▶ WHAT TO DO
[A] In the passage on teachers' avoidance strategy, what did about half of the surveyed civics teachers say about the areas they avoided?
[B] Do these statements agree with the passage on teachers' avoidance strategy? (i) Every participating civics teacher regarded controversial issues as important. (ii) One teacher avoided a debate on feminism in all of their classes. (iii) Several teachers stressed that they did not avoid issues. Answer yes or no for each, and quote the deciding words.
[C] Continue the passage on teachers' avoidance strategy, starting after its final sentence.

▶ TEXT UNDER STUDY
+++

The avoidance strategy
The survey showed that all participating civics teachers considered controversial issues to be important, and addressed them to some extent. About half said there was no specific area they avoided, while for the others it often seemed to depend on the student group involved. One stated that, “In one of my classes, a debate on feminism became too lively, so I avoided it there.” Another stated that, “At the moment I have pupils with racist views, so I like to avoid topics where they spread their views.” Another teacher said to be raising controversial issues but limited the space to undemocratic voices, stating that, “Sometimes I just silence them”. Several emphasised that they did not avoid issues, but considered how to raise them. These findings indicate that teachers seem to want to avoid “too lively” discussions and limit space for the spread of undemocratic views, at least in settings similar to those of the respondents. Thus, there are situations where teachers choose an avoidance strategy, possibly in an overlap with norm-mediation and as a way of avoiding exposure of individual students to offensive statements.

+++

▶ EXTRACTED DATA
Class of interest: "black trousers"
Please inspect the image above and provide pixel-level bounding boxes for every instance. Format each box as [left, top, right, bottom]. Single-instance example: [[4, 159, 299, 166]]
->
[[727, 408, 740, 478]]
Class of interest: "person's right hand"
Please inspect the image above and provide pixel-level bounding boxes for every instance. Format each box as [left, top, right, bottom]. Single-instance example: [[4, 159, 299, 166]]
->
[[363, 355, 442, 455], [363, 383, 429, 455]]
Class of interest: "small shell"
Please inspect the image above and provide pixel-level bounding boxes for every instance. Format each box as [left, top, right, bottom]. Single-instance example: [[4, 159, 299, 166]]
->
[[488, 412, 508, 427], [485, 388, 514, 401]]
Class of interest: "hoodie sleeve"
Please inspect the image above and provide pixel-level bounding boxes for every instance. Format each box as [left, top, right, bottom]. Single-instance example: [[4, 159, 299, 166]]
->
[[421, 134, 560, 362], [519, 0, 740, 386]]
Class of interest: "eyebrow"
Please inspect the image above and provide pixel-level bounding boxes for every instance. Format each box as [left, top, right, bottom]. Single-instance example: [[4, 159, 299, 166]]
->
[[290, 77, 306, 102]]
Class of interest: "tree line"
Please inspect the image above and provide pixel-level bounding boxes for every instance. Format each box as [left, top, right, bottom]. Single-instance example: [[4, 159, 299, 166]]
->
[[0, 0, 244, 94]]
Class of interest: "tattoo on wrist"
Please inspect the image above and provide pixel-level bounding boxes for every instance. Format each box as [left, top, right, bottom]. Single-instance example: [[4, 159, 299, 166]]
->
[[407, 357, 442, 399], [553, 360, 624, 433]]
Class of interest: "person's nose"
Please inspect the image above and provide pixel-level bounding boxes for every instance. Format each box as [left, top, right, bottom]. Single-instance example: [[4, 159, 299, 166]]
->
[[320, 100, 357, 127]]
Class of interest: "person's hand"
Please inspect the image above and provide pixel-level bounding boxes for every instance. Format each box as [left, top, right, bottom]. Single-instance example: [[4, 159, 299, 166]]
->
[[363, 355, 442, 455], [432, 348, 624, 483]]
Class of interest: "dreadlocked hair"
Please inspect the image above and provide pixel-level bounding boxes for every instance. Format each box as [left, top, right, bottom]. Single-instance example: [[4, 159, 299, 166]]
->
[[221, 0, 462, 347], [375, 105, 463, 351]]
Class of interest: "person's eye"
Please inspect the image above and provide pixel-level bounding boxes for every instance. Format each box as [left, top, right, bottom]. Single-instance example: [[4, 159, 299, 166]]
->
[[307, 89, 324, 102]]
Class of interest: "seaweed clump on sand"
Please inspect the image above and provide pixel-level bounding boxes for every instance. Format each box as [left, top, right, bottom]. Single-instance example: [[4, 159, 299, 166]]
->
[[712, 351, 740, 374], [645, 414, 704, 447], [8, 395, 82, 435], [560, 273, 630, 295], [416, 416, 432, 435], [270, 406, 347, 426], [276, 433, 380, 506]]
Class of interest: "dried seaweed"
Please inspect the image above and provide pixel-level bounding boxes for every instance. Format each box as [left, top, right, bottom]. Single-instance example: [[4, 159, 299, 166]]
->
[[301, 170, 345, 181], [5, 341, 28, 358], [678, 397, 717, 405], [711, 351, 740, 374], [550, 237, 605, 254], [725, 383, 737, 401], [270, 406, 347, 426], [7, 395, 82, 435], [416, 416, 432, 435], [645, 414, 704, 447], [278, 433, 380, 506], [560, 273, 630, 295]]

+++

▶ ANSWERS TO THE PROBLEMS
[A] They said there was no specific area they avoided.

[B]
(i) Yes: "all participating civics teachers considered controversial issues to be important"
(ii) No: "In one of my classes, a debate on feminism became too lively, so I avoided it there."
(iii) Yes: "Several emphasised that they did not avoid issues, but considered how to raise them."

[C]
The observations and interviews corroborated these conclusions. In Case study 1, during a session on “fake news” the teacher set limits on prejudice expressions by students. The lesson had started with the teacher giving the students examples of different categorical positions, for example “crime is increasing drastically” and “harsher punishments reduce crime” and the students where invited give their own examples. Next, the students had to look for information and sources that supported or refuted the statements. We interpret this task as an example of a teacher wanting to show students different perspectives and points of view by assuming a neutral role. However, closer examination shows that the teacher created situations in which there were clear limits on the statements and prejudices that the pupils could express. In subsequent conversations the teacher clarified that s/he intended to balance between free expression of ideas, consideration of multiple perspectives, and expression of some prejudices that were not overtly crude or prejudice. If e.g rasist attitudes were uttered, the teacher made it clear that they did not fall within the limits of what could be said in the classroom. The teacher was relatively inexperienced, with just two years’ teaching experience, and we interpret these considerations as being at least partly rooted in a fear of initiating a classroom situation that s/he could not handle.
Evidence that teachers had applied avoidance and aversion strategies and approaches emerged several times in the interviews. During the interview, Teacher (6) became aware that s/he avoided content related to immigration “I have almost avoided the topic, actually”. Another teacher (3) reflected on how they had avoided some content to that would have exposed themselves to feelings of insecurity and discomfort, as follows: … on the other hand, it's easy to make this topic very short… I think I could have made this topic longer, but I didn't. Why didn’t I? Maybe because I didn't want any more difficult questions or because it's quite sensitive. (Teacher 3) The next day it turns out that, damn, I wasn’t allowed to show those opinions because I must be very neutral. It changes all the time in terms of what's happening in the news and what's happening in society. You have to tiptoe a bit. (Teacher 5)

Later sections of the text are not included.